| Description of the task |
Give back exactly the lines from the one containing "Where can the sandal" through the end of the records, including both, and no others.

| Record set |
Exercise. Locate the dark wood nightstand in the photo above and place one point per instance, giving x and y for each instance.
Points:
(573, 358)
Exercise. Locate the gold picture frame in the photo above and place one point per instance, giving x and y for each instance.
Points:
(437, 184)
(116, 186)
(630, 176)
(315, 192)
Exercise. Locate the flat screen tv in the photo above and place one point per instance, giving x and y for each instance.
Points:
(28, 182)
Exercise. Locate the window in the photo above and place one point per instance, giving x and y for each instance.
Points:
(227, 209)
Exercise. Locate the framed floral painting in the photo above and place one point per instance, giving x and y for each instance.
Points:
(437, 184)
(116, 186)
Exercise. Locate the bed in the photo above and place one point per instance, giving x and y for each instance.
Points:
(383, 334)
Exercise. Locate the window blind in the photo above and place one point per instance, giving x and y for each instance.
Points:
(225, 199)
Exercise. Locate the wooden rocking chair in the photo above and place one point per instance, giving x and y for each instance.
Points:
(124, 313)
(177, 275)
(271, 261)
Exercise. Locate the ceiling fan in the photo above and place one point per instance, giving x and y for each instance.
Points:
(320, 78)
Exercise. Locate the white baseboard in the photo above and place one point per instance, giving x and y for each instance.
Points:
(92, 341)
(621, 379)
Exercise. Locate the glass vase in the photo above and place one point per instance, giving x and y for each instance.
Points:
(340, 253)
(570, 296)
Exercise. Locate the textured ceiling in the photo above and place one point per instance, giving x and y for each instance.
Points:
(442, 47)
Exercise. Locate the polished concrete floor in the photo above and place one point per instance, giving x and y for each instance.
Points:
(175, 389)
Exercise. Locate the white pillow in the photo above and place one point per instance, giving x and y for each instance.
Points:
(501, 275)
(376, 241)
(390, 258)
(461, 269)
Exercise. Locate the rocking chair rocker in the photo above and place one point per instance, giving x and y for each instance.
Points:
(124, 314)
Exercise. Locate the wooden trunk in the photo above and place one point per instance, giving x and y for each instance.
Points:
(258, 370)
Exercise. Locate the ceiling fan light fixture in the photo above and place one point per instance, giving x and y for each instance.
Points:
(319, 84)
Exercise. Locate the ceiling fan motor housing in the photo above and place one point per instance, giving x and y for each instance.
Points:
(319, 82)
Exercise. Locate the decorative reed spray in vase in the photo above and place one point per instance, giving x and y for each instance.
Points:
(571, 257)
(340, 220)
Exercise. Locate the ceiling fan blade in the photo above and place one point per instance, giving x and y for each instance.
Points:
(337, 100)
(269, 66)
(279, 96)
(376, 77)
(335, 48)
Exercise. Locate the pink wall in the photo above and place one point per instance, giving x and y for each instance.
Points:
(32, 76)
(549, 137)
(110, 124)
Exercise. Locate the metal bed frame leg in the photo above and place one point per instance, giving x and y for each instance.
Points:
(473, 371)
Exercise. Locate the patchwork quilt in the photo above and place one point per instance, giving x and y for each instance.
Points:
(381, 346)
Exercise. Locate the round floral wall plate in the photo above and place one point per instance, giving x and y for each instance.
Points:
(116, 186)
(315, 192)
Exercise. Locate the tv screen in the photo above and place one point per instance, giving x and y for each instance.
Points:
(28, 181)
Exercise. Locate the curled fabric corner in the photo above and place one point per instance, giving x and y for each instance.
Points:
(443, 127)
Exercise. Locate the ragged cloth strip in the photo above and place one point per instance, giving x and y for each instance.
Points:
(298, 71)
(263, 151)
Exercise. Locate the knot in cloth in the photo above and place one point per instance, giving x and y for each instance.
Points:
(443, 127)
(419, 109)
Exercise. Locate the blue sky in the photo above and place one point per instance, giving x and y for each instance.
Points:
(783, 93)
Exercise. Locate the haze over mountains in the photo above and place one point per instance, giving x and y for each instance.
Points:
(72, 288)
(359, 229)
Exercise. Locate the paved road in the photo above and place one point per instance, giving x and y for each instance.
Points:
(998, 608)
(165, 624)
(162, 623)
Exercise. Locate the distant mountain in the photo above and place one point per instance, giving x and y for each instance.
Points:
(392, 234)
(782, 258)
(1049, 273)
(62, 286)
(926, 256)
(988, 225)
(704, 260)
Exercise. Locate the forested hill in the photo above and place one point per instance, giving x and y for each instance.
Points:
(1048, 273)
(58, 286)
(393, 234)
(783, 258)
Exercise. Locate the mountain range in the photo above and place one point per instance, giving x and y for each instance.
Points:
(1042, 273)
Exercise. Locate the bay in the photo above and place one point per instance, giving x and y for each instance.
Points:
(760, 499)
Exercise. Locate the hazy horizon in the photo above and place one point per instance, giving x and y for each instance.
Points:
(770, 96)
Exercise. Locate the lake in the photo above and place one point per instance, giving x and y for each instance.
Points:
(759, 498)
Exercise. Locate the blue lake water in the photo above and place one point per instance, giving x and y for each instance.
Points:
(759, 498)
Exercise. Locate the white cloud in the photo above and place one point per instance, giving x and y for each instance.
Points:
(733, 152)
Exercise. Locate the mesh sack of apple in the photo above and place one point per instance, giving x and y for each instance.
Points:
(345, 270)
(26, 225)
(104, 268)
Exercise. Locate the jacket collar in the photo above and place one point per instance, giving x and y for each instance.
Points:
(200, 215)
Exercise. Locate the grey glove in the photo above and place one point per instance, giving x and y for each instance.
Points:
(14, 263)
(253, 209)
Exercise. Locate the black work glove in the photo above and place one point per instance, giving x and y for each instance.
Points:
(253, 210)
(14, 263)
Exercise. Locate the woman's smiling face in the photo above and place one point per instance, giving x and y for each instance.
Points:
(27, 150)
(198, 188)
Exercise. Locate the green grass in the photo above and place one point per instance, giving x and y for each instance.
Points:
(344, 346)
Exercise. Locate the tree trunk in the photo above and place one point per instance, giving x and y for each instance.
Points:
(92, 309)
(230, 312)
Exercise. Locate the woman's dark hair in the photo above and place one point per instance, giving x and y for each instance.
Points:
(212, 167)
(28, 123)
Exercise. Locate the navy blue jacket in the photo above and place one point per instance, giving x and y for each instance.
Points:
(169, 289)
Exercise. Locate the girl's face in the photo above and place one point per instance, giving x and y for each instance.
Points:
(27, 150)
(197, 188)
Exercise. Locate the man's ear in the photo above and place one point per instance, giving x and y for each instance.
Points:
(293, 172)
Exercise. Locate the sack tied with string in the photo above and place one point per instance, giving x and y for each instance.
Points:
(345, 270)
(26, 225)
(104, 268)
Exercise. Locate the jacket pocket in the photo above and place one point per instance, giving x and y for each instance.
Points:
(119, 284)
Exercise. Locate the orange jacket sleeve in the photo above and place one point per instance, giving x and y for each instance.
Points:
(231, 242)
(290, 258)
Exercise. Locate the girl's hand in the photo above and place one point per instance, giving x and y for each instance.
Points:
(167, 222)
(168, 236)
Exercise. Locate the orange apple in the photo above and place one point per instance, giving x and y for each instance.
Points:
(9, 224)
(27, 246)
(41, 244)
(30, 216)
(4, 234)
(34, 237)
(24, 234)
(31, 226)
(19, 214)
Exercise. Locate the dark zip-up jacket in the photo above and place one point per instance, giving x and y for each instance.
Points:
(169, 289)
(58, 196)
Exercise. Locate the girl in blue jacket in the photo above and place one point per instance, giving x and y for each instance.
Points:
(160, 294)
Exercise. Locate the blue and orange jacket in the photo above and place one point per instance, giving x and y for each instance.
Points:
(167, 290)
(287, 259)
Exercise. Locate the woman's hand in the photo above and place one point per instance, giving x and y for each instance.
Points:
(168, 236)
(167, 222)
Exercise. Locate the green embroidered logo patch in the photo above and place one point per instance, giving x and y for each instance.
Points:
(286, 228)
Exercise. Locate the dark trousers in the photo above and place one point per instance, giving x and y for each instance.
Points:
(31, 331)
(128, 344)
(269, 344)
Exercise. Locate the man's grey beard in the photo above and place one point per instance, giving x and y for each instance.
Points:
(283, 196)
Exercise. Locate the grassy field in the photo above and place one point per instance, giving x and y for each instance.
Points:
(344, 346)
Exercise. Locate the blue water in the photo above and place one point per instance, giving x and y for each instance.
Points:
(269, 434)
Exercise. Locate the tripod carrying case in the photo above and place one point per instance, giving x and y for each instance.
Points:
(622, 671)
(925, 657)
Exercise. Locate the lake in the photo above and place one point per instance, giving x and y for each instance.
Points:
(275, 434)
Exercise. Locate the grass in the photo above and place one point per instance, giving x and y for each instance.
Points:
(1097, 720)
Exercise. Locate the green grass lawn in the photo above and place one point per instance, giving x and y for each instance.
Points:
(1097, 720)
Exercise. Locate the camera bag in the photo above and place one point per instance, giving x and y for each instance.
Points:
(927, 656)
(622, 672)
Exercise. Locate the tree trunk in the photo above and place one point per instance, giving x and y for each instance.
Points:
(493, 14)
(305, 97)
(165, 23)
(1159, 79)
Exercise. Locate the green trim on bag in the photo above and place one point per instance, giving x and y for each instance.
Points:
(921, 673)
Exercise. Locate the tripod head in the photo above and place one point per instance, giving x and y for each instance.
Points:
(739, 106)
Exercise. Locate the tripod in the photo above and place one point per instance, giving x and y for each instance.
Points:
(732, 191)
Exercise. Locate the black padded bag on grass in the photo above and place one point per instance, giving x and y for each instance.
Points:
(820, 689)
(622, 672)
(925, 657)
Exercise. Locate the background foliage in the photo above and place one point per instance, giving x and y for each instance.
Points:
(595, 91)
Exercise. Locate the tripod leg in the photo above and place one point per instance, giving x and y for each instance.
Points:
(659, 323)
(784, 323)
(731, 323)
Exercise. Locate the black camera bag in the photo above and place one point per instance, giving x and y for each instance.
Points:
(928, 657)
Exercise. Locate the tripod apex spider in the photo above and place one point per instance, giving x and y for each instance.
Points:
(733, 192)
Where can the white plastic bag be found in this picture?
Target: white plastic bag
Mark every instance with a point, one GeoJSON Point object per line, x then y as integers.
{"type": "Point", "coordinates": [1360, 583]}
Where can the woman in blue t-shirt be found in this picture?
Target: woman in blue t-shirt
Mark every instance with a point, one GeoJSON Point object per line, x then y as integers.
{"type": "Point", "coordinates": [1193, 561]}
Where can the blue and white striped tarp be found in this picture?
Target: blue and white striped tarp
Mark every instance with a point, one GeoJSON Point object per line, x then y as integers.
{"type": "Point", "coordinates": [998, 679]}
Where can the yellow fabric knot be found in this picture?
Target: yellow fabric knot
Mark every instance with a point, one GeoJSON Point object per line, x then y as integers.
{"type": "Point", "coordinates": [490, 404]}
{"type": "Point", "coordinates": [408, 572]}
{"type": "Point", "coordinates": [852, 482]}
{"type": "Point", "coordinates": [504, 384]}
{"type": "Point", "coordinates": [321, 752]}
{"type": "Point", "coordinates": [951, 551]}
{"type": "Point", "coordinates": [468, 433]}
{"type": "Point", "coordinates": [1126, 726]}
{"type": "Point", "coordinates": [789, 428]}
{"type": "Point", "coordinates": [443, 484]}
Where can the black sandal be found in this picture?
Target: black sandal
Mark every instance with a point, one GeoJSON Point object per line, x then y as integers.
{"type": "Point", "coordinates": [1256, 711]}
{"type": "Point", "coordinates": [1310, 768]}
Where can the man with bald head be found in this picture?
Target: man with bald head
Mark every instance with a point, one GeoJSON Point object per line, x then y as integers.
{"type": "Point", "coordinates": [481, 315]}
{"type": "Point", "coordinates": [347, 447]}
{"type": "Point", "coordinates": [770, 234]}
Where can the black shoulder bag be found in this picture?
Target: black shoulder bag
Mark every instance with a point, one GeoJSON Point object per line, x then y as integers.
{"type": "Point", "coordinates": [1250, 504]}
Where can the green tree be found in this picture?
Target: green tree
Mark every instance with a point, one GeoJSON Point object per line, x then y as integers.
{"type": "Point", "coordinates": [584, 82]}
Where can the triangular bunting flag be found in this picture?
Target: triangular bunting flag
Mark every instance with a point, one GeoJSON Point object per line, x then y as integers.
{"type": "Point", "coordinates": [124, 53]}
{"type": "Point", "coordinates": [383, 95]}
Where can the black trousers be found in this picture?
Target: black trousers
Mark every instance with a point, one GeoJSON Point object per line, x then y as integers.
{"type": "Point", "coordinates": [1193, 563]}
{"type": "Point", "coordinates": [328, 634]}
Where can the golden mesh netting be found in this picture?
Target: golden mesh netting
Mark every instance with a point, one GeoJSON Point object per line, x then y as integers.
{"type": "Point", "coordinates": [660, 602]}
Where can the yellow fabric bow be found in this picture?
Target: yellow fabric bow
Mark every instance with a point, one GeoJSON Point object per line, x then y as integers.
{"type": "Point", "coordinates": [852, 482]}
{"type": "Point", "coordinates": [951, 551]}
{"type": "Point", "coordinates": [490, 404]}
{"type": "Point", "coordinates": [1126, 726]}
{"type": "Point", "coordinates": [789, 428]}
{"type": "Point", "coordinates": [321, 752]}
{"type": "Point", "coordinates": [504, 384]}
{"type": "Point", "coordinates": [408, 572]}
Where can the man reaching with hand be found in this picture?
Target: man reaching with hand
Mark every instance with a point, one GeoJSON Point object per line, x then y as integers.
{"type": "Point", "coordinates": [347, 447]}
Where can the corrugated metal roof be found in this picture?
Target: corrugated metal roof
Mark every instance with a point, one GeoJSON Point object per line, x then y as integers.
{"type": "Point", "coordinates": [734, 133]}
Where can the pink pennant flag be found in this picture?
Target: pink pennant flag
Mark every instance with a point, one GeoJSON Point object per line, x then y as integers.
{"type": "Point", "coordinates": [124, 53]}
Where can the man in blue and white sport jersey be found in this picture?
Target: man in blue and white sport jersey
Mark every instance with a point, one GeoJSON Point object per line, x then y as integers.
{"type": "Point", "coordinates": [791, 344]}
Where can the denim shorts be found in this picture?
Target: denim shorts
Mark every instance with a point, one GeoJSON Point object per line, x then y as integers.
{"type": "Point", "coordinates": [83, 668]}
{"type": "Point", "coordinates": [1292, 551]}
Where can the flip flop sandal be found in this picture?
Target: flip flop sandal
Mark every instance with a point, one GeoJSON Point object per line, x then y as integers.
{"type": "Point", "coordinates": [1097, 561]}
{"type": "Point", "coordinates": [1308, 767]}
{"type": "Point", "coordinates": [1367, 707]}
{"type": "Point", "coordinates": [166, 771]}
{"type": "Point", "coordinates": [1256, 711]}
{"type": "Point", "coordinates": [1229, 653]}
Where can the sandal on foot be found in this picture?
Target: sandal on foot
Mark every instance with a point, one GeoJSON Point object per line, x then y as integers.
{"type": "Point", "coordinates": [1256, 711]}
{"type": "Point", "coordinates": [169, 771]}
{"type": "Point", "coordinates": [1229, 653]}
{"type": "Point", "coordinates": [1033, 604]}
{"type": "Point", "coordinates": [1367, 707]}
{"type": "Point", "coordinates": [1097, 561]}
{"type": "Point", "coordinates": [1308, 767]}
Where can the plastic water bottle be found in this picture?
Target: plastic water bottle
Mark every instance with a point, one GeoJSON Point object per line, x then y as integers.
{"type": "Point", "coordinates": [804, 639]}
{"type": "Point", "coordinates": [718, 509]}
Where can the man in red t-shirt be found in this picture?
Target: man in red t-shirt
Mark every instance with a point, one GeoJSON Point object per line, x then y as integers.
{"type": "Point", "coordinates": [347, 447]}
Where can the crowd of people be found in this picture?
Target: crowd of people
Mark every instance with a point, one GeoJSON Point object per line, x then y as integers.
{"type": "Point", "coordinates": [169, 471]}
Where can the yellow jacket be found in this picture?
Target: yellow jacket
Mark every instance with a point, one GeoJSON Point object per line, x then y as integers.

| Response to the exercise |
Where can the sandal on foot be found in this picture?
Target: sandal on foot
Mark every instance with a point, one GeoJSON Point object per line, x then y as integers.
{"type": "Point", "coordinates": [1256, 711]}
{"type": "Point", "coordinates": [169, 771]}
{"type": "Point", "coordinates": [1229, 653]}
{"type": "Point", "coordinates": [1033, 604]}
{"type": "Point", "coordinates": [1367, 707]}
{"type": "Point", "coordinates": [1097, 561]}
{"type": "Point", "coordinates": [1308, 767]}
Where can the plastic water bottle be found in this picture?
Target: plastic water bottle
Mark every instance with a point, one GeoJSON Point object per line, x then y as integers.
{"type": "Point", "coordinates": [804, 639]}
{"type": "Point", "coordinates": [718, 509]}
Where can the man in red t-shirt be found in this picture?
Target: man in red t-shirt
Mark every instance with a point, one GeoJSON Point object per line, x then y as integers.
{"type": "Point", "coordinates": [347, 447]}
Where can the crowd of people be found in this picture?
Target: crowd of people
Mark every instance with a point, one GeoJSON Point object per line, x then y as integers.
{"type": "Point", "coordinates": [169, 471]}
Where can the yellow jacket be found in this picture?
Target: yellow jacket
Mark every instance with a point, one GeoJSON Point object per line, x then y as integers.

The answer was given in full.